LAVORO DA SVOLGERE:
1. Rispondi alle domande seguenti sul testo sull'energia nucleare.
(a) In quale anno fu annunciata la scoperta?
(b) In quale città lavoravano insieme Hahn e Meitner?
(c) In quale rivista scientifica Meitner pubblicò i risultati dell'esperimento?
2. Riporta il passo del testo sull'energia nucleare compreso tra "La scoperta che" e "dall’austriaca Lise Meitner.", estremi inclusi, rinominando "chimico tedesco" in "scienziato tedesco".

:: BRANO ESTRATTO ::

ENERGIA ALTERNATIVA – ENERGIA NUCLEARE

ENERGIA NUCLEARE

Come è stato possibile liberare e controllare la tremenda energia dell’atomo

1939: la grande scoperta

La scoperta che consentì di sprigionare in modo controllato l’energia dell`atomo, e condusse alla fabbricazione della prima bomba nucleare, fu annunciata nel 1939 da Otto Hahn, un chimico tedesco, e dall’austriaca Lise Meitner.
Lavorando insieme a Berlino, Hahn e Meitner avevano studiato le reazioni dell’uranio, sottoposto in un acceleratore di particelle al bombardamento di quelle particelle atomiche chiamate neutroni. Tentativi precedenti erano stati compiuti dal fisico italiano Enrico Fermi, però con risultati incerti. Hahn capi che il nucleo dell’atomo dell’uranio – il piú pesante che esista in natura – si scinde in due. Meitner, che aveva abbandonato la Germania per sfuggire alle persecuzioni naziste, pubblicò i risultati dell’esperimento nella rivista scientifica inglese Nature.

:::
:: DATI FORNITI ::

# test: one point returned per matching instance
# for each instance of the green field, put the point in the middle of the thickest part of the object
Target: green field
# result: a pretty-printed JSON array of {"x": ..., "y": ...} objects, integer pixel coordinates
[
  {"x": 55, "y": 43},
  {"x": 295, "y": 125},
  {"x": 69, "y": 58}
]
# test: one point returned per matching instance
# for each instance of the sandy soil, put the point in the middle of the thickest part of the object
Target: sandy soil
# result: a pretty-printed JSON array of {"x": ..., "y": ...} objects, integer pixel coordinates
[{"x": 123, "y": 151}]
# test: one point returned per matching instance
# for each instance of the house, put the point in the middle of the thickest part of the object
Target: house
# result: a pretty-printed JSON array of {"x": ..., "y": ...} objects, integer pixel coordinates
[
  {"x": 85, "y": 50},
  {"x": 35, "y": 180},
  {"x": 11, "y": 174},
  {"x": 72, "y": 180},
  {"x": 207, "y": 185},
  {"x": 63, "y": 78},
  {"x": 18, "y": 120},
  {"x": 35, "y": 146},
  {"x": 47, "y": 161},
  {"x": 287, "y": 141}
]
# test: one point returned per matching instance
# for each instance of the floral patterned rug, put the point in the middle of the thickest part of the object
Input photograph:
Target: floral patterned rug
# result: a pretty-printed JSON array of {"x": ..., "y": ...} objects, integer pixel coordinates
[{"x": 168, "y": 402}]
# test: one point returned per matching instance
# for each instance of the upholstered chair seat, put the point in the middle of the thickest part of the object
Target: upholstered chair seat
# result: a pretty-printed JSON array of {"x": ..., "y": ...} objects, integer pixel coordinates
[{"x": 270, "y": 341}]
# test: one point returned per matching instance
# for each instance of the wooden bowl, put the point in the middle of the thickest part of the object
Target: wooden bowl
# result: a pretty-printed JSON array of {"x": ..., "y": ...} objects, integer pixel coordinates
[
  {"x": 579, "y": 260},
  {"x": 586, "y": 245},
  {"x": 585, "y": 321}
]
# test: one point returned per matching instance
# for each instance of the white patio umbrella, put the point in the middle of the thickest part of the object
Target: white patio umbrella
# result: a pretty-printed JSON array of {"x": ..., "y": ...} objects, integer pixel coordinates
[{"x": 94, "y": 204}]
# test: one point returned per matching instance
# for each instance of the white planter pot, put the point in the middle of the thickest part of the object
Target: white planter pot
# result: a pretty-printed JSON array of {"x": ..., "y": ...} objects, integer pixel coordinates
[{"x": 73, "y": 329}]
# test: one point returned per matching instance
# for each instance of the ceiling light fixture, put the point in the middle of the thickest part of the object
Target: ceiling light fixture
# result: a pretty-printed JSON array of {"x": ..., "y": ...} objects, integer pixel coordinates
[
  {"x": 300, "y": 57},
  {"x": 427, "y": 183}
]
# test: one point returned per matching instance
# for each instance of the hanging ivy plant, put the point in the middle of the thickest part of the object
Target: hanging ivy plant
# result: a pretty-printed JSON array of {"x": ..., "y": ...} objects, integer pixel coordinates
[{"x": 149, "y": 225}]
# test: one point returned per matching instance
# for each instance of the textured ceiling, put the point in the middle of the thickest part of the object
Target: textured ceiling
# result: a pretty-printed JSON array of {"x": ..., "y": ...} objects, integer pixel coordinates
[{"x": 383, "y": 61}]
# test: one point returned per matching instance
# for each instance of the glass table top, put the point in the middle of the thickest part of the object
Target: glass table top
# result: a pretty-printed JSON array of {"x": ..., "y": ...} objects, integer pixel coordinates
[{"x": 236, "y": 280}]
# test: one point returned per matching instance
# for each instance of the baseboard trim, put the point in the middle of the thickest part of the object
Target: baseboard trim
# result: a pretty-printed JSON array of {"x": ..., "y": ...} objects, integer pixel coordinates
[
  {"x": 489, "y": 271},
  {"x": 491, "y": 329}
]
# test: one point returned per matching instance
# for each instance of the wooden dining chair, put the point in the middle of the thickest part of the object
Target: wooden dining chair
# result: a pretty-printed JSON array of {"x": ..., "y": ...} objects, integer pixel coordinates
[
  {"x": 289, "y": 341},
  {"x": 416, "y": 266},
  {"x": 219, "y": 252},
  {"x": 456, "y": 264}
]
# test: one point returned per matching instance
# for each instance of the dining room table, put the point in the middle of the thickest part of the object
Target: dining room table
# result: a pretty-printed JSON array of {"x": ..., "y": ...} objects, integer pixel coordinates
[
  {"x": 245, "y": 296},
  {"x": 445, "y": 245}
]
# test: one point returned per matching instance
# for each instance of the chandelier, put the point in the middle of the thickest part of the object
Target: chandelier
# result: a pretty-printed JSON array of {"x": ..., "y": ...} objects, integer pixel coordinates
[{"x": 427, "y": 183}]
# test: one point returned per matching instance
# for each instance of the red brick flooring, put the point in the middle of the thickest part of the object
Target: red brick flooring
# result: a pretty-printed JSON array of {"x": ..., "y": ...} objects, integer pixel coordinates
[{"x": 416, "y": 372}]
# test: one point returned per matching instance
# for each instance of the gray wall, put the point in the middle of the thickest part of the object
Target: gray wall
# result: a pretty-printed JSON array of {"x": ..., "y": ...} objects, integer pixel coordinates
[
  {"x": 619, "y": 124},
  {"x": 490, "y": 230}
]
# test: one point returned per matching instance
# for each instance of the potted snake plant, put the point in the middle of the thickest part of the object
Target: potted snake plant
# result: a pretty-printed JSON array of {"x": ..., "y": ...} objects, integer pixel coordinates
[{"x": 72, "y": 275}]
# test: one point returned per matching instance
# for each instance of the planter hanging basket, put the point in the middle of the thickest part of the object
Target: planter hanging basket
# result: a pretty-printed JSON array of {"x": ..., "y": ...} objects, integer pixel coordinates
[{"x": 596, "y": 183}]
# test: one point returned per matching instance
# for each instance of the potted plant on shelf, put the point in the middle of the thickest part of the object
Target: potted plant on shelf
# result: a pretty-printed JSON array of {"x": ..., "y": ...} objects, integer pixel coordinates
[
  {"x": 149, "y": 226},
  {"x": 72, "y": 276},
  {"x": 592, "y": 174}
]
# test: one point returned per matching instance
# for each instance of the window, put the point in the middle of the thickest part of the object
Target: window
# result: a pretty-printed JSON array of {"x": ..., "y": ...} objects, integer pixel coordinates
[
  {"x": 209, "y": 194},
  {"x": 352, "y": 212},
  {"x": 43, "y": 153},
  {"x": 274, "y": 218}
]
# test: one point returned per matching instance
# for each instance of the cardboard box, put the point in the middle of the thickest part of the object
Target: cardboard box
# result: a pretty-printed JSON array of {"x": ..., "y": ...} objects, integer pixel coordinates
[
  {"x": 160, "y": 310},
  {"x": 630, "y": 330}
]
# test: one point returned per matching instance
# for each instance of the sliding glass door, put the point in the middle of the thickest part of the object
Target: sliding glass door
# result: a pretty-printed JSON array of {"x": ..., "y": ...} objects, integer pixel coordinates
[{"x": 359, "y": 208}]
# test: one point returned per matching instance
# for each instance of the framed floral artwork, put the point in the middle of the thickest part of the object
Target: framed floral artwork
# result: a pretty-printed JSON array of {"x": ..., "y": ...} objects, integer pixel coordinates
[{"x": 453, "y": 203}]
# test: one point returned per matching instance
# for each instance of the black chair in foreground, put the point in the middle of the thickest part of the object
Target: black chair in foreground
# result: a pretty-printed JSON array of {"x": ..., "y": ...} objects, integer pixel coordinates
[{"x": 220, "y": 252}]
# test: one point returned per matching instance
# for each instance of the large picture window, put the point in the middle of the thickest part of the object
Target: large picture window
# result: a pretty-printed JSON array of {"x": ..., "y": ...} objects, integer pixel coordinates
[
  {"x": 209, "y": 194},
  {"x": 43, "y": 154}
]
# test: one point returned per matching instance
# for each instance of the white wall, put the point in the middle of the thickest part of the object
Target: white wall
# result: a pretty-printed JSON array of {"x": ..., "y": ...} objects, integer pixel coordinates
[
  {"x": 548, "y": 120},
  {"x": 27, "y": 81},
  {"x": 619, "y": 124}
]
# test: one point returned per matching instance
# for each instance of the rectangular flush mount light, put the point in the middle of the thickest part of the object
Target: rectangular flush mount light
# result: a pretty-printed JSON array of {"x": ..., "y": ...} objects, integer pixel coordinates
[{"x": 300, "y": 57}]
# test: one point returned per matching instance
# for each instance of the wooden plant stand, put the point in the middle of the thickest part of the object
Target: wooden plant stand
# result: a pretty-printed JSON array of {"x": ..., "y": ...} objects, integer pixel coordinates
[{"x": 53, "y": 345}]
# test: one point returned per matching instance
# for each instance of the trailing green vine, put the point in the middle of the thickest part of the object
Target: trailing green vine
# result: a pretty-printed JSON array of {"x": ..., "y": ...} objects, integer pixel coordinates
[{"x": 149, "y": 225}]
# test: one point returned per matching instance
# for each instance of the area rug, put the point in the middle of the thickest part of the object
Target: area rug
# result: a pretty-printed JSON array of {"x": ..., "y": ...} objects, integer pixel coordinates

:::

SOLUZIONI:
1.
(a) Nel 1939.
(b) A Berlino.
(c) Nella rivista scientifica inglese Nature.

2.
La scoperta che consentì di sprigionare in modo controllato l’energia dell`atomo, e condusse alla fabbricazione della prima bomba nucleare, fu annunciata nel 1939 da Otto Hahn, un scienziato tedesco, e dall’austriaca Lise Meitner.